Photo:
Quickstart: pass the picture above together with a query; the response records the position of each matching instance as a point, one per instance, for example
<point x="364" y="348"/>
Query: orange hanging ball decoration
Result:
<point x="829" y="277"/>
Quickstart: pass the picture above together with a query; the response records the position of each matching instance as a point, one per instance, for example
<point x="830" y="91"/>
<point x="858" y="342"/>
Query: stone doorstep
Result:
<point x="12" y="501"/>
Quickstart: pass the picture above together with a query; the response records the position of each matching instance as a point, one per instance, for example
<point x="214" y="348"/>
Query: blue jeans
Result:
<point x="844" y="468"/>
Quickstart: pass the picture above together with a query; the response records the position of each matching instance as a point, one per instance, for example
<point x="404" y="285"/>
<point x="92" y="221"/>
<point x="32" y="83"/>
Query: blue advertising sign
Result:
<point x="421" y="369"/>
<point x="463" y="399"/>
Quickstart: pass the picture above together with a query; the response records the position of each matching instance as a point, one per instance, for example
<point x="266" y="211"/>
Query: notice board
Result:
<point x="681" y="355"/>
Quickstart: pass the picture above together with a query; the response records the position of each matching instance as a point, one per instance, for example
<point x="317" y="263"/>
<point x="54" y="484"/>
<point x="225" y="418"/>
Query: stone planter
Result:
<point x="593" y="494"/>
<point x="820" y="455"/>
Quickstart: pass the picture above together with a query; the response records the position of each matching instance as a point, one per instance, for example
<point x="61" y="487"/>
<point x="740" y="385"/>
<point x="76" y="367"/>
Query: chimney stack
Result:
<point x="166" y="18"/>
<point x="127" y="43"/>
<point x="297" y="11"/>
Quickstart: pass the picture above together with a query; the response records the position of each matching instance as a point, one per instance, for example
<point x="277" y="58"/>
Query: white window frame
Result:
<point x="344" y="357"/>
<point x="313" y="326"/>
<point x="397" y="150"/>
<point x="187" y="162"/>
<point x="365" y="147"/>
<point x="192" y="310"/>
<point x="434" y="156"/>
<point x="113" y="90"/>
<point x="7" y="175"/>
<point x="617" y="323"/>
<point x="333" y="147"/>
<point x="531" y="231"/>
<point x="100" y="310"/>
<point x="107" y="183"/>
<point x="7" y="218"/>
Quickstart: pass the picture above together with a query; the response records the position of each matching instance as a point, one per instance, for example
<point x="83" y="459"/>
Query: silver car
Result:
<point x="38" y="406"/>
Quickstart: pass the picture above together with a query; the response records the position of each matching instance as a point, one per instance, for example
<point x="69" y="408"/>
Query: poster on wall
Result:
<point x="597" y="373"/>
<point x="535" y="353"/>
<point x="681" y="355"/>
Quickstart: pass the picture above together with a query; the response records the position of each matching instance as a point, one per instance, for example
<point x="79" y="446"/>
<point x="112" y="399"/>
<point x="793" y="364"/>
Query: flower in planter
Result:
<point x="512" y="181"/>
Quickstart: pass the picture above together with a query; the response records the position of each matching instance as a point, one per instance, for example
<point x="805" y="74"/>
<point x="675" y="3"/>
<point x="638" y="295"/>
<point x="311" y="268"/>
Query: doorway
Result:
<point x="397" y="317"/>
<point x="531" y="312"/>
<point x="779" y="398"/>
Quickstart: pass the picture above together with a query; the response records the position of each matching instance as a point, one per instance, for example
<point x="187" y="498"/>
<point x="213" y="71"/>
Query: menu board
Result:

::::::::

● How to complete this task: Write out the data above again, word for word.

● Response:
Photo:
Quickstart: pass the picture above together with a query; the response records the position of each matching instance as a point, one per instance, for example
<point x="364" y="348"/>
Query: orange hanging ball decoration
Result:
<point x="829" y="277"/>
Quickstart: pass the picture above together with a query; the response records the position of each matching instance as a point, one per instance, for example
<point x="830" y="91"/>
<point x="858" y="342"/>
Query: stone doorstep
Result:
<point x="12" y="501"/>
Quickstart: pass the picture above together with a query; the response records the position of each matching instance as a point, one per instance, for example
<point x="214" y="348"/>
Query: blue jeans
Result:
<point x="844" y="468"/>
Quickstart: pass the picture above together with a query; the response records the position of each matching instance as a point, one per instance, for example
<point x="404" y="285"/>
<point x="92" y="221"/>
<point x="32" y="83"/>
Query: blue advertising sign
Result:
<point x="421" y="369"/>
<point x="463" y="399"/>
Quickstart: pass the picture above together with a query; the response records the position of each matching instance as a point, one per instance, for example
<point x="266" y="211"/>
Query: notice board
Result:
<point x="681" y="355"/>
Quickstart: pass the picture above together with a query; the response records the position of each matching instance as a point, one per instance, for example
<point x="317" y="263"/>
<point x="54" y="484"/>
<point x="225" y="418"/>
Query: stone planter
Result:
<point x="593" y="494"/>
<point x="820" y="455"/>
Quickstart: pass the picture above together with a query; the response records the position of each matching instance as a point, one per instance, for example
<point x="61" y="487"/>
<point x="740" y="385"/>
<point x="76" y="367"/>
Query: chimney stack
Result:
<point x="166" y="18"/>
<point x="127" y="43"/>
<point x="297" y="11"/>
Quickstart: pass the picture above together with a query; the response records the position of each matching instance as a point, one per instance, for example
<point x="277" y="58"/>
Query: white window frame
Result:
<point x="344" y="357"/>
<point x="313" y="326"/>
<point x="397" y="150"/>
<point x="187" y="162"/>
<point x="365" y="147"/>
<point x="192" y="310"/>
<point x="434" y="156"/>
<point x="113" y="90"/>
<point x="7" y="175"/>
<point x="617" y="323"/>
<point x="333" y="147"/>
<point x="531" y="231"/>
<point x="100" y="310"/>
<point x="107" y="183"/>
<point x="7" y="218"/>
Quickstart: pass the picture above together with a query; the response records the position of each matching instance as a point, one per instance, for example
<point x="83" y="459"/>
Query: silver car
Result:
<point x="38" y="406"/>
Quickstart: pass the picture above together with a query; the response records the position of each matching instance as a point, one per instance, for example
<point x="69" y="408"/>
Query: poster on wall
Result:
<point x="597" y="373"/>
<point x="535" y="353"/>
<point x="681" y="355"/>
Quickstart: pass the picture above together with a query; the response records the position of each matching instance as a point, one per instance, for example
<point x="79" y="446"/>
<point x="112" y="399"/>
<point x="793" y="364"/>
Query: flower in planter
Result:
<point x="512" y="181"/>
Quickstart: pass the picture above together with a query; the response records the position of each matching instance as a point, one per instance, for example
<point x="805" y="74"/>
<point x="675" y="3"/>
<point x="638" y="295"/>
<point x="311" y="268"/>
Query: doorway
Result:
<point x="397" y="317"/>
<point x="531" y="312"/>
<point x="779" y="398"/>
Quickstart: pass the picture above together with a query; the response records the position of each matching instance as a point, one per instance, for example
<point x="187" y="498"/>
<point x="213" y="71"/>
Query: menu board
Result:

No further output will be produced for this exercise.